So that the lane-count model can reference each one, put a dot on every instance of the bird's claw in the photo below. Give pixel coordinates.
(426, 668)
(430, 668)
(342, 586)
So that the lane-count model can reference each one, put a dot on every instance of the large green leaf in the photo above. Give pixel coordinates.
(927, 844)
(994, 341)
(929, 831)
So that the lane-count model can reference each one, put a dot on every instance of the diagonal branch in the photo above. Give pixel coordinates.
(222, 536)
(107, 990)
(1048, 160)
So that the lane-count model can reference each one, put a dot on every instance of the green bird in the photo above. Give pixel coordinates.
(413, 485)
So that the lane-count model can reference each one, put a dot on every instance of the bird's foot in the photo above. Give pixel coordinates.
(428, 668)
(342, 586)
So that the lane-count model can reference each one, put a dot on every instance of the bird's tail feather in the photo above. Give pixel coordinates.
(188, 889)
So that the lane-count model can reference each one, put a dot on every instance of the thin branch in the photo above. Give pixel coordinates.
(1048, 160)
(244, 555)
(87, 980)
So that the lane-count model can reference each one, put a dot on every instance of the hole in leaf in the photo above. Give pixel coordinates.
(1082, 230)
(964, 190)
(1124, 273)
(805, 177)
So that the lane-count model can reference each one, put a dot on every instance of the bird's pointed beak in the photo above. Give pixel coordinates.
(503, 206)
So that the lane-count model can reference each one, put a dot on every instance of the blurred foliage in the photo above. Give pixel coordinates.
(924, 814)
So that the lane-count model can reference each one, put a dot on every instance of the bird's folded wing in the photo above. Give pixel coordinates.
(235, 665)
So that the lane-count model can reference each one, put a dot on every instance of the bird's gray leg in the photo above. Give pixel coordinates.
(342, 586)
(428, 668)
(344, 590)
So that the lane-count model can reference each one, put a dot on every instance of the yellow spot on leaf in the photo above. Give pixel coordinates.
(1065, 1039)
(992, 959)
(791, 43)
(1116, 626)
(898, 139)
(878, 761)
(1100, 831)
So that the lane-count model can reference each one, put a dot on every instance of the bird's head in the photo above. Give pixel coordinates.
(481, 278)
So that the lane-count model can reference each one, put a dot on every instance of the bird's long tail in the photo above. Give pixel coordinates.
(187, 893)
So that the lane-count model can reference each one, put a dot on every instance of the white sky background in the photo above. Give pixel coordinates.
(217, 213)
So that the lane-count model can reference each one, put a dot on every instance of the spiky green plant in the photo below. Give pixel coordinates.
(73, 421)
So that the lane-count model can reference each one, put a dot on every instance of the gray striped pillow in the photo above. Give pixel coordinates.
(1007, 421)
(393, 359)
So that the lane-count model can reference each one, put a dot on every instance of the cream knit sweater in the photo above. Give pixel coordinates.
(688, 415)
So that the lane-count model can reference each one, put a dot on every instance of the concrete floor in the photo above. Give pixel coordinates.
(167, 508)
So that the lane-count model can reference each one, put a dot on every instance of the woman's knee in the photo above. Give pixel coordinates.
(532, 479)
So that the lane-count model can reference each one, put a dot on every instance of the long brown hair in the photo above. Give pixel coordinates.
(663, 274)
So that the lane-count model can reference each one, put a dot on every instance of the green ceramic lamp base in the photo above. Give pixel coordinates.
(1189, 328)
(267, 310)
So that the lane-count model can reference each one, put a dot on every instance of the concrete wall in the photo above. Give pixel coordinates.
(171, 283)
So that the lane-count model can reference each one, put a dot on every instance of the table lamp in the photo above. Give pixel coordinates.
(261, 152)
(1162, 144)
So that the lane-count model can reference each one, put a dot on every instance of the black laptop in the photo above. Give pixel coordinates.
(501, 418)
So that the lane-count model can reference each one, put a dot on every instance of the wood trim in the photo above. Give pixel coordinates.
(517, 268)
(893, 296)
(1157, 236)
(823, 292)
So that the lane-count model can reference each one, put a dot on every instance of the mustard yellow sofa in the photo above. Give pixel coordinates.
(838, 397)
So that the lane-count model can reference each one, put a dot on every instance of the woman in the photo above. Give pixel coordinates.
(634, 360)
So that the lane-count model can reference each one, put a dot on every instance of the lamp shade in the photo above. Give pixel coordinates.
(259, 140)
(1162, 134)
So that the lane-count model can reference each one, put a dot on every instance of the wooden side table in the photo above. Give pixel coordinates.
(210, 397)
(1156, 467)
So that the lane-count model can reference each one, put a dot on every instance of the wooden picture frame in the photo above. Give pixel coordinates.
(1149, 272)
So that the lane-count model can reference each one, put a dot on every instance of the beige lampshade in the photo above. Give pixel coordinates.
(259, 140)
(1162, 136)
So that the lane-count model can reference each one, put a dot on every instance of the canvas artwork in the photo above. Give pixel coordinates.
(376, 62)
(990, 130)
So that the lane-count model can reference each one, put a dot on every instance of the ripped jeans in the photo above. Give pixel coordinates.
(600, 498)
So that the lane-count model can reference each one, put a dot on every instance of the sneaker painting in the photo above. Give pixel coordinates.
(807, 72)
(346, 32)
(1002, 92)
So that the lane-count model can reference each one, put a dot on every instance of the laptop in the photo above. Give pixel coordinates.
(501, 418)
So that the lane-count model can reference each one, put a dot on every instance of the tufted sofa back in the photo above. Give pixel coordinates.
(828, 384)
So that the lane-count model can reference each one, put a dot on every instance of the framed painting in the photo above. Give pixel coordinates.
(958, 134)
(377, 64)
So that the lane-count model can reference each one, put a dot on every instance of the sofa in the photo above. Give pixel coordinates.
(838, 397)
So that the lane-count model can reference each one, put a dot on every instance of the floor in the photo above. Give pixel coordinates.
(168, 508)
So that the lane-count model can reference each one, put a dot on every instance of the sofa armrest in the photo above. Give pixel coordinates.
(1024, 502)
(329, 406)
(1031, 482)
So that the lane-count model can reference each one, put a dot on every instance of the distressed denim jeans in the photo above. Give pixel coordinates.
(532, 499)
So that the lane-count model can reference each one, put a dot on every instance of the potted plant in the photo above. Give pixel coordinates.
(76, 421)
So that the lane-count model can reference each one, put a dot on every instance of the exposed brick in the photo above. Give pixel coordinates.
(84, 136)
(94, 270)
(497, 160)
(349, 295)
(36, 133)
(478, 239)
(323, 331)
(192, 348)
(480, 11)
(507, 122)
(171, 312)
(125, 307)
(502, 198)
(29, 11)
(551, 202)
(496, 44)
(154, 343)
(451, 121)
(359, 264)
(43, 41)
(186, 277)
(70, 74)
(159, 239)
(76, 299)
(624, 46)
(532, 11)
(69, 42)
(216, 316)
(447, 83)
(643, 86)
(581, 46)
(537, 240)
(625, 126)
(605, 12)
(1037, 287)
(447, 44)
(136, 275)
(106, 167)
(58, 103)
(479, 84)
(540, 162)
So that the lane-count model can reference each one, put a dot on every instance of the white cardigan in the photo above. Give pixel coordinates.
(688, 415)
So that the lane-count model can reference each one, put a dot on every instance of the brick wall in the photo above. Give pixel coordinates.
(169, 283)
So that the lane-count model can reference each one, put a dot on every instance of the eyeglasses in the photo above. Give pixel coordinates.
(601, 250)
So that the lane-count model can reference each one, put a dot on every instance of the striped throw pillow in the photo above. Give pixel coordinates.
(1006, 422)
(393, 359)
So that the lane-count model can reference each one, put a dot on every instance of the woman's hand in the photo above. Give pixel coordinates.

+ + + + +

## [TASK INSTRUCTIONS]
Copy the records again, starting at the line that contains "of the mustard" and ending at the line that contains "(1162, 134)", with both of those lines included and the requests kept. Increase every coordinate in the answers by 41.

## [ANSWER IN FULL]
So that the lane-count model can reference each one, put a dot on every instance of the mustard yellow sofa in the photo above. Give pixel coordinates.
(879, 438)
So that the lane-count model can reference each one, put a dot on every instance of the woman in the photo above. Give pixel coordinates.
(675, 401)
So that the lane-count model can reference each one, put a dot on every instance of the lamp shade in the photo above. Give pixel coordinates.
(300, 181)
(1203, 175)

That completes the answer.